Task directions ->
Within the records below, find each line with the word "gauge" and copy it out.
============================================================
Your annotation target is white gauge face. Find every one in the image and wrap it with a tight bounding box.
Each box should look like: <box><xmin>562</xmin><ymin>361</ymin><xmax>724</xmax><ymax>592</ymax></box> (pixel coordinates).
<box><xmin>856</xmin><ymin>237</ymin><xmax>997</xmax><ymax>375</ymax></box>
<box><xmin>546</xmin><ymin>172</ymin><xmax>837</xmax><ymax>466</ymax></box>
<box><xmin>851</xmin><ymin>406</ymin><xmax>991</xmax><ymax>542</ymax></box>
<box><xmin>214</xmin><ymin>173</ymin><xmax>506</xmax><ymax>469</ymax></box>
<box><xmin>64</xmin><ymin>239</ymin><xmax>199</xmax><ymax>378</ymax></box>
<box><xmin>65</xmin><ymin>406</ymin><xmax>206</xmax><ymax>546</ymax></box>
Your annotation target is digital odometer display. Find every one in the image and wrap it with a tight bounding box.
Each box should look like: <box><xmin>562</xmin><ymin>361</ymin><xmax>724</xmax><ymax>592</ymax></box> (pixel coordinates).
============================================================
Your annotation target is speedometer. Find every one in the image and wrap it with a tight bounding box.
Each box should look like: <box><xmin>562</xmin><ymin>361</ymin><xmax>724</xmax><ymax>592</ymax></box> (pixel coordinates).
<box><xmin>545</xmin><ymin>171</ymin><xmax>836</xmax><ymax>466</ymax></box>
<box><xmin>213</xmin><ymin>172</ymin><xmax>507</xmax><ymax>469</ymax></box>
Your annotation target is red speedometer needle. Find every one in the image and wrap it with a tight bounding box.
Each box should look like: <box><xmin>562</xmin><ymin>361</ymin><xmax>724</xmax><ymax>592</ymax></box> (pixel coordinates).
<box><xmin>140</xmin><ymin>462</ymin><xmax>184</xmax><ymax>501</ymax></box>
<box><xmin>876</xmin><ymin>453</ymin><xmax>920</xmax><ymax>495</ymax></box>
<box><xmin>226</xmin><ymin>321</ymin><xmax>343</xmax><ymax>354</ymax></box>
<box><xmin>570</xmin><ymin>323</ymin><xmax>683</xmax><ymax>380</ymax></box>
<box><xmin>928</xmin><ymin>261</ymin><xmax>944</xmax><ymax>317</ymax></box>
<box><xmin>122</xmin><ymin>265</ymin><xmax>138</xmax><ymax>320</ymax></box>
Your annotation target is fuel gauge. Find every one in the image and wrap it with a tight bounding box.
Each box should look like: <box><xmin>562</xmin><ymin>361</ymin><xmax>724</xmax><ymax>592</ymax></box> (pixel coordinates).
============================================================
Response area ->
Your annotation target is white gauge face. Find every one in the image and wrap it with a tight bounding box.
Your annotation target is fuel gauge. Find every one in the image and wrap it with a tight bounding box.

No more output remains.